(Testo fornito):

((

In Olanda nessun immigrato che non sia transitato e sia stato inquadrato in un centro di prima accoglienza può sostare. Da noi invece si preferisce lasciar degradare i prefabbricati, anziché usarli a vantaggio di tutto il paese, che ha bisogno di immigrati: e per curare gli anziani, e negli ospedali, dove gli italiani rifiutano i livelli subalterni, e nelle fabbriche. Perché da noi si rifiuta l’idea di centri di prima accoglienza, equiparati da certa stampa a protolager?

))

(Consegna A):
Riporta come elenco JSON di stringhe, una per riga e senza righe vuote, il tratto dei record che va dalla riga contenente "trace --target fallen" fino a quella contenente "68 217 L 68", entrambe incluse.
Il testo e i record sono materiali distinti tra loro.

(Materiale di lavoro):
((

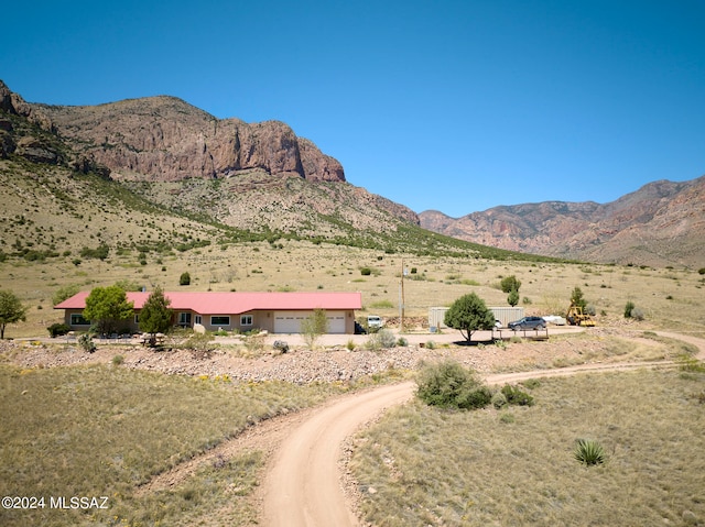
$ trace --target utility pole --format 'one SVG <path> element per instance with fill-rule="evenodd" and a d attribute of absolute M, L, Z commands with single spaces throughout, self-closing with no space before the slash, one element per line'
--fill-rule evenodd
<path fill-rule="evenodd" d="M 404 275 L 406 270 L 404 268 L 404 259 L 401 259 L 401 283 L 399 289 L 399 332 L 404 331 Z"/>

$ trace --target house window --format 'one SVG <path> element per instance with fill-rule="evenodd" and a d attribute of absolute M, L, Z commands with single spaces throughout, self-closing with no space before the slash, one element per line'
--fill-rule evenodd
<path fill-rule="evenodd" d="M 86 320 L 79 312 L 75 312 L 70 316 L 72 326 L 90 326 L 90 320 Z"/>
<path fill-rule="evenodd" d="M 191 326 L 191 314 L 189 312 L 180 312 L 178 314 L 178 326 Z"/>

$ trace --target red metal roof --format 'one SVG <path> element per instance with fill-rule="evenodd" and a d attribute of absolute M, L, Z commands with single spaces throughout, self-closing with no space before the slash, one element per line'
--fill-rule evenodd
<path fill-rule="evenodd" d="M 80 292 L 54 309 L 84 309 L 90 292 Z M 128 301 L 141 309 L 151 293 L 128 292 Z M 253 310 L 361 309 L 361 293 L 196 293 L 165 292 L 171 308 L 200 315 L 238 315 Z"/>

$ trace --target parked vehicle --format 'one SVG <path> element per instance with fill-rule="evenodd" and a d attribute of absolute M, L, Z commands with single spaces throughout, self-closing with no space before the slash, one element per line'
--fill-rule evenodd
<path fill-rule="evenodd" d="M 381 328 L 382 327 L 382 319 L 380 317 L 378 317 L 377 315 L 370 315 L 369 317 L 367 317 L 367 327 L 368 328 Z"/>
<path fill-rule="evenodd" d="M 549 323 L 554 323 L 556 326 L 565 326 L 567 322 L 565 318 L 560 315 L 546 315 L 543 319 Z"/>
<path fill-rule="evenodd" d="M 571 326 L 595 326 L 595 320 L 593 320 L 581 306 L 576 306 L 574 304 L 571 304 L 571 307 L 568 307 L 568 312 L 565 314 L 565 319 Z"/>
<path fill-rule="evenodd" d="M 513 322 L 509 322 L 509 329 L 514 331 L 520 329 L 545 329 L 546 321 L 541 317 L 523 317 Z"/>

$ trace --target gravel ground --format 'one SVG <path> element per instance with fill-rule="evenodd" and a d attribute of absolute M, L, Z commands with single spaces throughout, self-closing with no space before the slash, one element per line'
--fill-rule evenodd
<path fill-rule="evenodd" d="M 576 331 L 573 328 L 551 329 L 550 332 Z M 577 330 L 579 331 L 579 330 Z M 606 329 L 590 332 L 605 334 Z M 350 381 L 384 372 L 390 369 L 414 369 L 421 361 L 455 359 L 480 373 L 507 369 L 552 366 L 556 360 L 579 363 L 582 355 L 598 353 L 607 345 L 605 339 L 578 339 L 567 343 L 564 339 L 505 341 L 491 344 L 489 333 L 474 336 L 474 340 L 488 339 L 487 344 L 458 345 L 455 331 L 404 334 L 409 344 L 372 351 L 366 348 L 369 336 L 323 336 L 315 350 L 305 345 L 301 336 L 263 336 L 259 343 L 246 345 L 237 338 L 217 338 L 208 353 L 188 350 L 155 351 L 142 347 L 137 340 L 97 341 L 97 351 L 87 353 L 75 341 L 65 339 L 35 339 L 0 343 L 0 356 L 21 367 L 54 367 L 76 364 L 111 364 L 121 355 L 121 367 L 148 370 L 183 375 L 228 375 L 232 381 Z M 290 350 L 281 353 L 273 348 L 274 340 L 284 340 Z M 576 345 L 576 342 L 578 345 Z M 352 350 L 348 348 L 355 344 Z M 169 343 L 166 344 L 170 345 Z"/>

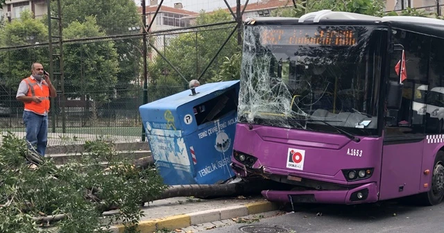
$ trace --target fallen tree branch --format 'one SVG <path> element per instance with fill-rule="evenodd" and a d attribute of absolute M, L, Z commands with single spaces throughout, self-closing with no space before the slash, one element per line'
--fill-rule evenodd
<path fill-rule="evenodd" d="M 68 217 L 68 215 L 62 214 L 56 214 L 56 215 L 49 215 L 44 217 L 35 217 L 35 218 L 33 218 L 33 220 L 35 221 L 37 223 L 47 223 L 47 222 L 51 223 L 51 222 L 60 221 L 67 217 Z"/>

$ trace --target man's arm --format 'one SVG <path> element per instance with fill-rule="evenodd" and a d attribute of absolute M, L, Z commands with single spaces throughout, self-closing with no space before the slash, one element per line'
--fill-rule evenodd
<path fill-rule="evenodd" d="M 22 80 L 20 82 L 20 85 L 19 85 L 19 89 L 17 91 L 17 95 L 15 96 L 15 98 L 24 103 L 29 103 L 34 101 L 35 103 L 40 103 L 42 100 L 39 97 L 36 96 L 26 96 L 26 93 L 28 93 L 28 84 Z"/>
<path fill-rule="evenodd" d="M 57 91 L 56 90 L 56 87 L 53 86 L 52 83 L 51 83 L 51 79 L 49 79 L 49 76 L 45 75 L 45 81 L 48 83 L 48 87 L 49 87 L 49 96 L 52 98 L 55 98 L 57 96 Z"/>

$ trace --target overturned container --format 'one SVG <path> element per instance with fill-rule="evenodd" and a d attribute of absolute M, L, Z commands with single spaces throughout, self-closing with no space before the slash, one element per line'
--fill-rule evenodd
<path fill-rule="evenodd" d="M 164 183 L 213 184 L 234 177 L 230 166 L 239 82 L 208 83 L 139 107 Z"/>

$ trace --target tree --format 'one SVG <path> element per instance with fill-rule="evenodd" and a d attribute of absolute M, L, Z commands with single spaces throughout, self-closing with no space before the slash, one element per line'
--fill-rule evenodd
<path fill-rule="evenodd" d="M 204 26 L 216 22 L 230 21 L 232 15 L 226 11 L 219 9 L 212 12 L 201 11 L 196 20 L 196 26 Z M 226 28 L 226 27 L 229 27 Z M 216 55 L 220 46 L 228 37 L 233 30 L 232 25 L 202 27 L 197 31 L 178 34 L 171 40 L 164 48 L 157 48 L 189 81 L 198 78 L 203 69 L 208 65 Z M 159 38 L 160 42 L 162 38 Z M 162 43 L 157 43 L 162 44 Z M 156 44 L 155 44 L 155 45 Z M 197 46 L 196 46 L 197 45 Z M 224 58 L 231 58 L 234 53 L 240 51 L 237 46 L 235 37 L 231 37 L 225 47 L 221 50 L 216 59 L 209 67 L 205 74 L 200 80 L 201 83 L 217 80 L 219 66 L 225 62 Z M 150 80 L 151 89 L 155 92 L 161 86 L 178 87 L 169 90 L 169 94 L 176 93 L 188 86 L 182 77 L 177 74 L 160 55 L 157 55 L 155 62 L 150 64 Z M 180 88 L 180 87 L 184 87 Z M 172 92 L 172 93 L 171 93 Z M 164 96 L 156 96 L 157 98 Z"/>
<path fill-rule="evenodd" d="M 109 232 L 102 226 L 117 221 L 130 227 L 140 219 L 140 204 L 155 200 L 166 188 L 155 169 L 139 169 L 119 159 L 105 140 L 87 141 L 85 147 L 90 155 L 58 168 L 51 159 L 36 159 L 24 139 L 4 135 L 0 147 L 0 232 L 51 232 L 44 228 L 53 220 L 49 216 L 60 220 L 52 225 L 58 232 Z M 37 160 L 35 170 L 26 164 Z M 105 161 L 105 166 L 100 161 Z M 103 218 L 104 211 L 116 208 L 119 214 Z M 48 221 L 43 221 L 45 217 Z"/>
<path fill-rule="evenodd" d="M 64 34 L 68 40 L 105 35 L 94 17 L 86 17 L 84 22 L 71 23 Z M 119 62 L 114 45 L 109 41 L 65 45 L 67 96 L 83 98 L 87 95 L 94 104 L 94 117 L 96 116 L 96 108 L 109 101 L 117 83 Z"/>
<path fill-rule="evenodd" d="M 103 35 L 123 35 L 128 33 L 128 27 L 142 26 L 142 19 L 137 13 L 137 7 L 133 0 L 62 0 L 63 27 L 71 23 L 85 22 L 94 16 L 96 24 L 103 30 Z M 56 4 L 52 6 L 56 11 Z M 56 25 L 56 24 L 54 24 Z M 85 35 L 83 37 L 87 37 Z M 119 94 L 131 94 L 130 83 L 139 75 L 138 67 L 142 67 L 142 42 L 140 38 L 117 40 L 114 46 L 118 54 L 119 71 L 116 89 Z"/>
<path fill-rule="evenodd" d="M 22 12 L 20 20 L 5 23 L 0 28 L 0 47 L 16 46 L 46 41 L 48 30 L 40 20 L 33 18 L 32 12 Z M 0 76 L 6 85 L 17 89 L 20 80 L 31 75 L 34 62 L 48 65 L 46 47 L 14 49 L 0 53 Z"/>

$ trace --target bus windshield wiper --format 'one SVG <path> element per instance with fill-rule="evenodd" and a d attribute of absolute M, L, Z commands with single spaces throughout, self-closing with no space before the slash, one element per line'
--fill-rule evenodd
<path fill-rule="evenodd" d="M 348 137 L 349 139 L 352 139 L 354 141 L 356 142 L 359 142 L 359 141 L 361 141 L 361 139 L 359 139 L 359 138 L 355 137 L 355 135 L 352 135 L 351 133 L 344 130 L 341 130 L 330 123 L 329 123 L 328 122 L 342 122 L 340 121 L 323 121 L 323 120 L 313 120 L 313 119 L 298 119 L 298 121 L 311 121 L 311 122 L 316 122 L 316 121 L 321 121 L 327 126 L 331 126 L 332 128 L 334 128 L 335 130 L 336 130 L 338 132 L 341 132 L 341 134 L 347 136 L 347 137 Z"/>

))

(Consegna B):
Per favore, indica se ciascuna affermazione concorda con il testo sull'accoglienza degli immigrati, rispondendo sì o no e citando alla lettera le parole decisive: (i) in Olanda un immigrato può sostare anche senza essere passato da un centro di prima accoglienza; (ii) negli ospedali gli italiani rifiutano i livelli subalterni; (iii) certa stampa equipara i centri di prima accoglienza a protolager.

(Soluzione A):
[
  "$ trace --target fallen tree branch --format 'one SVG <path> element per instance with fill-rule=\"evenodd\" and a d attribute of absolute M, L, Z commands with single spaces throughout, self-closing with no space before the slash, one element per line'",
  "--fill-rule evenodd",
  "<path fill-rule=\"evenodd\" d=\"M 68 217 L 68 215 L 62 214 L 56 214 L 56 215 L 49 215 L 44 217 L 35 217 L 35 218 L 33 218 L 33 220 L 35 221 L 37 223 L 47 223 L 47 222 L 51 223 L 51 222 L 60 221 L 67 217 Z\"/>"
]

(Soluzione B):
(i) No: "In Olanda nessun immigrato che non sia transitato e sia stato inquadrato in un centro di prima accoglienza può sostare."
(ii) Sì: "negli ospedali, dove gli italiani rifiutano i livelli subalterni"
(iii) Sì: "centri di prima accoglienza, equiparati da certa stampa a protolager"